### Exercise inputs ###
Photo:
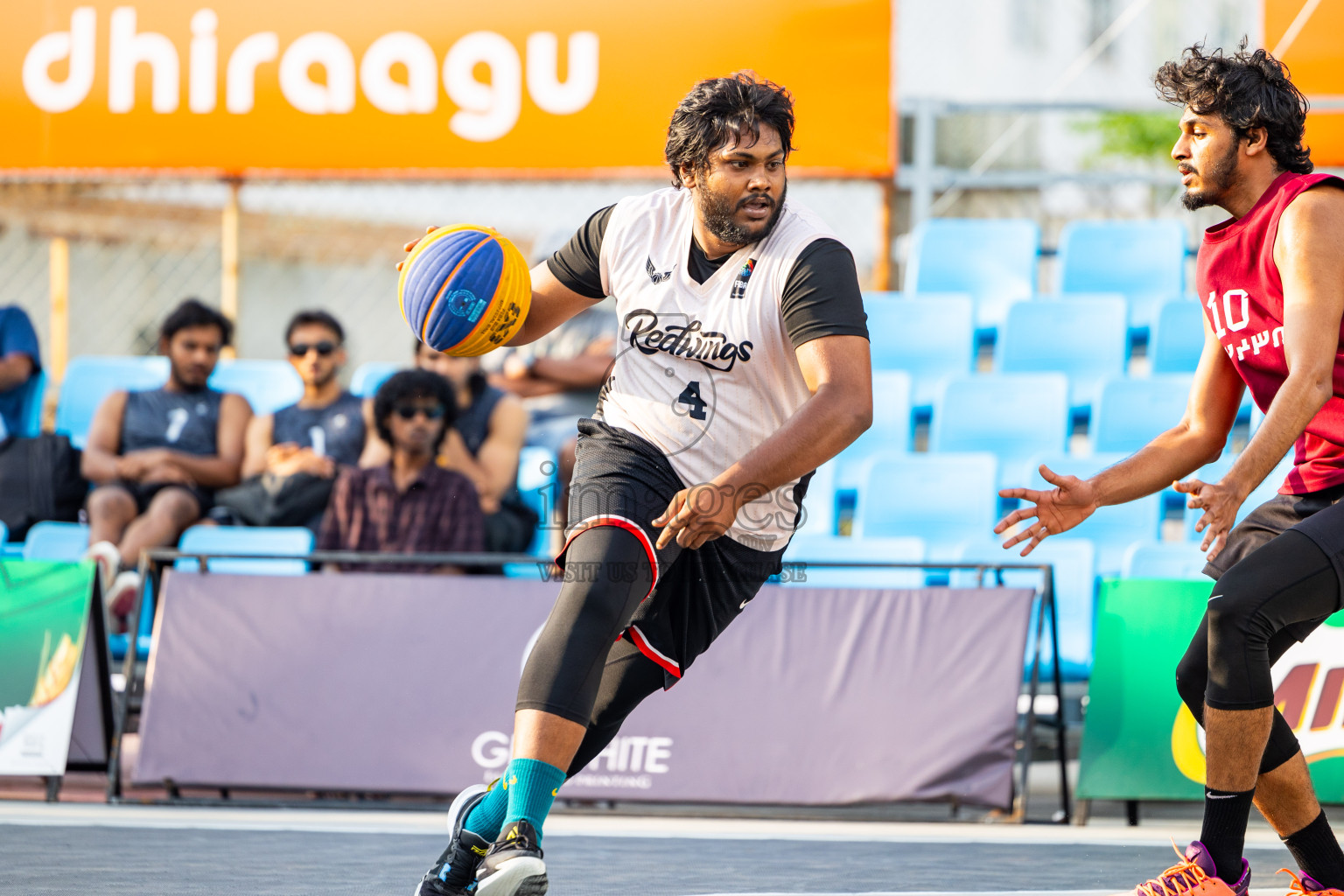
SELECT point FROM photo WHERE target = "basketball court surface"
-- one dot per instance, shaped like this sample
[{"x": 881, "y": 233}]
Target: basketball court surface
[{"x": 143, "y": 850}]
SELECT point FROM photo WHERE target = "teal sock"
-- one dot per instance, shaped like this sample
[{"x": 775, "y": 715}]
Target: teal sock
[
  {"x": 486, "y": 817},
  {"x": 531, "y": 790}
]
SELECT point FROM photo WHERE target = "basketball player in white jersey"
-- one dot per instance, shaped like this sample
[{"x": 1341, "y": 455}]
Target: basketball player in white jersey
[{"x": 742, "y": 366}]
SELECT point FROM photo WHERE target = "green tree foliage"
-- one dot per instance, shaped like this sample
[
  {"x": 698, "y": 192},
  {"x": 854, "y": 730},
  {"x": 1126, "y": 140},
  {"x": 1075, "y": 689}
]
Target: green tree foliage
[{"x": 1135, "y": 135}]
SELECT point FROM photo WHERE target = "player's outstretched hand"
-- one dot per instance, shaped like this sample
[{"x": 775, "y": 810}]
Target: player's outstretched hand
[
  {"x": 1057, "y": 511},
  {"x": 1219, "y": 504},
  {"x": 696, "y": 514},
  {"x": 411, "y": 245}
]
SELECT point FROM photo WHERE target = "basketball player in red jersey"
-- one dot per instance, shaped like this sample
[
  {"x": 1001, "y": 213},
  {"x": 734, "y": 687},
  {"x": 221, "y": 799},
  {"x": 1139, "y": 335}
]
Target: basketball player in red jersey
[{"x": 1271, "y": 283}]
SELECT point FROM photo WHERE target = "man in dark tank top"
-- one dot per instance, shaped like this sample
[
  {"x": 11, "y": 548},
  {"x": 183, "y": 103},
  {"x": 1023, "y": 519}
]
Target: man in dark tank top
[
  {"x": 293, "y": 454},
  {"x": 156, "y": 457}
]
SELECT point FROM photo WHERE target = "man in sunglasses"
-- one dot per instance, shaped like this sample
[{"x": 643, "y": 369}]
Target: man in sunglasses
[
  {"x": 410, "y": 504},
  {"x": 293, "y": 454}
]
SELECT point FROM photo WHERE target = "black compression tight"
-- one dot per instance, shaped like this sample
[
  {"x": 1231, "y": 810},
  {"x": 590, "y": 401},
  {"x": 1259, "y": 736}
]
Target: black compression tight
[
  {"x": 608, "y": 574},
  {"x": 1249, "y": 625},
  {"x": 628, "y": 677}
]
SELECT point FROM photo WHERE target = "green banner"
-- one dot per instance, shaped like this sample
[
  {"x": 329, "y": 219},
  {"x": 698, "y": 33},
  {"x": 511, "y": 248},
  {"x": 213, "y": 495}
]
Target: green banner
[
  {"x": 43, "y": 625},
  {"x": 1138, "y": 739}
]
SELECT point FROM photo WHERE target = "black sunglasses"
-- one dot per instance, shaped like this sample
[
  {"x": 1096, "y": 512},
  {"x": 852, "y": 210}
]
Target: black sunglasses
[
  {"x": 409, "y": 411},
  {"x": 323, "y": 348}
]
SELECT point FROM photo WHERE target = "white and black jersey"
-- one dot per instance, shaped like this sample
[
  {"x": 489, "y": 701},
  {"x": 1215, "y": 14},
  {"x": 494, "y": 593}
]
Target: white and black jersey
[{"x": 706, "y": 366}]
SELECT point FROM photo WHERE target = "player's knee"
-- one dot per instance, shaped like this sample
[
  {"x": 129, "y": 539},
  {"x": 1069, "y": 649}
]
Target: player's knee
[
  {"x": 1234, "y": 615},
  {"x": 1193, "y": 679},
  {"x": 110, "y": 501},
  {"x": 175, "y": 506}
]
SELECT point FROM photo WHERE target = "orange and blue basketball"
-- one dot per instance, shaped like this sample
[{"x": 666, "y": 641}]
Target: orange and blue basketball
[{"x": 464, "y": 290}]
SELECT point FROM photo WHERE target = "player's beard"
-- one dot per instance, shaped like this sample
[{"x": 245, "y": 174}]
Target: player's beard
[
  {"x": 1218, "y": 178},
  {"x": 719, "y": 215}
]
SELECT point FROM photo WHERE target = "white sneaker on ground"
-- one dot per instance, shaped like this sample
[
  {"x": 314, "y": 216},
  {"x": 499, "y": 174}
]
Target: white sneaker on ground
[{"x": 122, "y": 595}]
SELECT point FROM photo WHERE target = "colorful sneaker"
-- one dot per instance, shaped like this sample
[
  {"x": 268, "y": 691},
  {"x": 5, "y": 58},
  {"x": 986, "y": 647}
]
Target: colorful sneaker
[
  {"x": 109, "y": 560},
  {"x": 454, "y": 872},
  {"x": 514, "y": 865},
  {"x": 1308, "y": 886},
  {"x": 1194, "y": 875},
  {"x": 122, "y": 597}
]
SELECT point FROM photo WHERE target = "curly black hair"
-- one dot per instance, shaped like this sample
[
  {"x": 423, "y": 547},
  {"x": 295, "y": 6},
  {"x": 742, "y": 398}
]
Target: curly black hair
[
  {"x": 722, "y": 108},
  {"x": 315, "y": 316},
  {"x": 1246, "y": 89},
  {"x": 406, "y": 384},
  {"x": 192, "y": 312}
]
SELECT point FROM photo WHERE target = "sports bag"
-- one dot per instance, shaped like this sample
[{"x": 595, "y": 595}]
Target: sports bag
[{"x": 39, "y": 480}]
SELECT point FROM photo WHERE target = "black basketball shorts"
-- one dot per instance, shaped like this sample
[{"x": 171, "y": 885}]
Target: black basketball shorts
[{"x": 622, "y": 480}]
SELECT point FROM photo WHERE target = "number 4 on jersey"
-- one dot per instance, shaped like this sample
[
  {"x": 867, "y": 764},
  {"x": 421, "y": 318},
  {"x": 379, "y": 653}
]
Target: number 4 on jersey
[{"x": 691, "y": 398}]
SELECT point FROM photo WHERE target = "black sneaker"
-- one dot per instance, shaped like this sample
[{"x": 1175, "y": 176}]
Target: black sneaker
[
  {"x": 514, "y": 865},
  {"x": 454, "y": 872}
]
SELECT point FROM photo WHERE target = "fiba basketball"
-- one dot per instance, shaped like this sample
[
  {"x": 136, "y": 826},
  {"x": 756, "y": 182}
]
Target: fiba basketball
[{"x": 466, "y": 290}]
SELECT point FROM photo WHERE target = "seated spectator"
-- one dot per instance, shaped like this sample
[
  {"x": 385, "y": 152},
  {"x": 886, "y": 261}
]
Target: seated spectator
[
  {"x": 156, "y": 457},
  {"x": 19, "y": 363},
  {"x": 483, "y": 444},
  {"x": 290, "y": 456},
  {"x": 409, "y": 504}
]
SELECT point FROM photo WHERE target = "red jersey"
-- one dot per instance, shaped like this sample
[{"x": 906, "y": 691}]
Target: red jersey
[{"x": 1243, "y": 301}]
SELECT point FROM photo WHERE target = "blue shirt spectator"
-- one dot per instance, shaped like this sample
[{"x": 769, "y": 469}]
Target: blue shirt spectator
[{"x": 19, "y": 361}]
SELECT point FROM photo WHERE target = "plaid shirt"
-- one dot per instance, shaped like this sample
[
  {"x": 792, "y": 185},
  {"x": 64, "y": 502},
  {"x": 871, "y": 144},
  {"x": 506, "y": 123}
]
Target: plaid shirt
[{"x": 438, "y": 512}]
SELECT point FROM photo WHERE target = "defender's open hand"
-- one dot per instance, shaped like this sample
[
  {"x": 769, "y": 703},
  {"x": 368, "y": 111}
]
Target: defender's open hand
[
  {"x": 696, "y": 514},
  {"x": 1219, "y": 504},
  {"x": 1057, "y": 511},
  {"x": 411, "y": 245}
]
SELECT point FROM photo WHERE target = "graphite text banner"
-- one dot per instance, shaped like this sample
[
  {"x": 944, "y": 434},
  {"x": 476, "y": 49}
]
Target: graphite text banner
[
  {"x": 406, "y": 684},
  {"x": 1140, "y": 742}
]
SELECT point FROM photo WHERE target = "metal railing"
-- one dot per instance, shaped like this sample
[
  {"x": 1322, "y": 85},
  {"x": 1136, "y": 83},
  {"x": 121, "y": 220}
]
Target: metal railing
[{"x": 153, "y": 562}]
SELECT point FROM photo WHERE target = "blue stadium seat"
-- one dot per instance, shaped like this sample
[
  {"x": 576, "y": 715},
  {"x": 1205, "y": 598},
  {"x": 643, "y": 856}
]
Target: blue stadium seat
[
  {"x": 1178, "y": 338},
  {"x": 30, "y": 416},
  {"x": 90, "y": 378},
  {"x": 815, "y": 551},
  {"x": 819, "y": 507},
  {"x": 1074, "y": 571},
  {"x": 1132, "y": 413},
  {"x": 1112, "y": 528},
  {"x": 370, "y": 375},
  {"x": 890, "y": 430},
  {"x": 49, "y": 540},
  {"x": 1015, "y": 416},
  {"x": 932, "y": 338},
  {"x": 992, "y": 260},
  {"x": 942, "y": 499},
  {"x": 1163, "y": 560},
  {"x": 242, "y": 539},
  {"x": 536, "y": 482},
  {"x": 1085, "y": 339},
  {"x": 1260, "y": 494},
  {"x": 1141, "y": 260},
  {"x": 268, "y": 386}
]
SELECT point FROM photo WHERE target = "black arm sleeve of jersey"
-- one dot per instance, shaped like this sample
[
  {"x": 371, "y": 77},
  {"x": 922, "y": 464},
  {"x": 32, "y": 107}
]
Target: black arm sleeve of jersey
[
  {"x": 577, "y": 265},
  {"x": 822, "y": 296}
]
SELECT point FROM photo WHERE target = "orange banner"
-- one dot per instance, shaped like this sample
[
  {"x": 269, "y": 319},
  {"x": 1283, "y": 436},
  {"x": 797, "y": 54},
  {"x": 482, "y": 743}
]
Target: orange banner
[
  {"x": 1314, "y": 57},
  {"x": 424, "y": 87}
]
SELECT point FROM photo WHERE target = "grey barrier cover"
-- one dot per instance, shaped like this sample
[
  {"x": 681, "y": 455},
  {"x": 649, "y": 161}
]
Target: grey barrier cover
[{"x": 406, "y": 684}]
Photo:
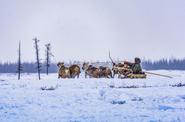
###
▶ **Problem to solve**
Word for word, repeat only the lines from the line containing "Target: blue stadium seat" through the end of the data, without any pictures.

▶ **Answer for this exercise**
Target: blue stadium seat
[
  {"x": 1178, "y": 338},
  {"x": 30, "y": 416},
  {"x": 90, "y": 378},
  {"x": 815, "y": 551},
  {"x": 819, "y": 507},
  {"x": 1074, "y": 571},
  {"x": 1132, "y": 413},
  {"x": 1112, "y": 528},
  {"x": 370, "y": 375},
  {"x": 890, "y": 430},
  {"x": 49, "y": 540},
  {"x": 1015, "y": 416},
  {"x": 932, "y": 338},
  {"x": 992, "y": 260},
  {"x": 942, "y": 499},
  {"x": 1163, "y": 560},
  {"x": 242, "y": 539},
  {"x": 536, "y": 482},
  {"x": 1085, "y": 339},
  {"x": 1260, "y": 494},
  {"x": 1141, "y": 260},
  {"x": 268, "y": 386}
]
SELECT point FROM photo WHERE target = "black arm sleeve of jersey"
-- one dot per instance, shaped like this sample
[
  {"x": 371, "y": 77},
  {"x": 922, "y": 464},
  {"x": 32, "y": 107}
]
Target: black arm sleeve of jersey
[
  {"x": 577, "y": 265},
  {"x": 822, "y": 296}
]
SELECT point FROM photo WHERE target = "orange banner"
-- one dot per instance, shaped like this sample
[
  {"x": 269, "y": 319},
  {"x": 1283, "y": 436},
  {"x": 797, "y": 54},
  {"x": 482, "y": 743}
]
Target: orange banner
[
  {"x": 1314, "y": 57},
  {"x": 424, "y": 87}
]
SELECT point FROM photo WHERE target = "grey barrier cover"
-- one dot per instance, shaped like this sample
[
  {"x": 681, "y": 455},
  {"x": 649, "y": 161}
]
Target: grey barrier cover
[{"x": 406, "y": 684}]
Photo:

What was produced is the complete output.